Boundary annotation records:

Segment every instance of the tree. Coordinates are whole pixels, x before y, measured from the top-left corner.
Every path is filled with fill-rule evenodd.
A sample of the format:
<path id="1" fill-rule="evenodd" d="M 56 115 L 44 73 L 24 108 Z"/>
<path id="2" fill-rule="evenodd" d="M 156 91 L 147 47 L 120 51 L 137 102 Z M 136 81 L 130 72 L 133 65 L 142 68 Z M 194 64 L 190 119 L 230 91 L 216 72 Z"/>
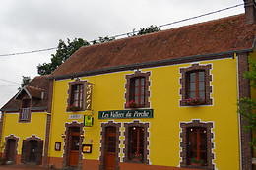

Task requirements:
Write out each line of the material as a numbered list, skipping blank lines and leaving out the pictures.

Answer in full:
1. Segment every instance of the tree. Coordinates are whole pixels, x before y, measured from the top-left corner.
2. Every path is filled with fill-rule evenodd.
3. A sample of the format:
4. <path id="1" fill-rule="evenodd" d="M 56 115 L 44 73 L 24 108 Z"/>
5. <path id="2" fill-rule="evenodd" d="M 156 91 L 147 47 L 120 51 L 137 102 Z M 136 81 L 130 72 L 133 65 L 142 68 Z M 194 64 L 190 119 L 230 91 L 216 72 Z"/>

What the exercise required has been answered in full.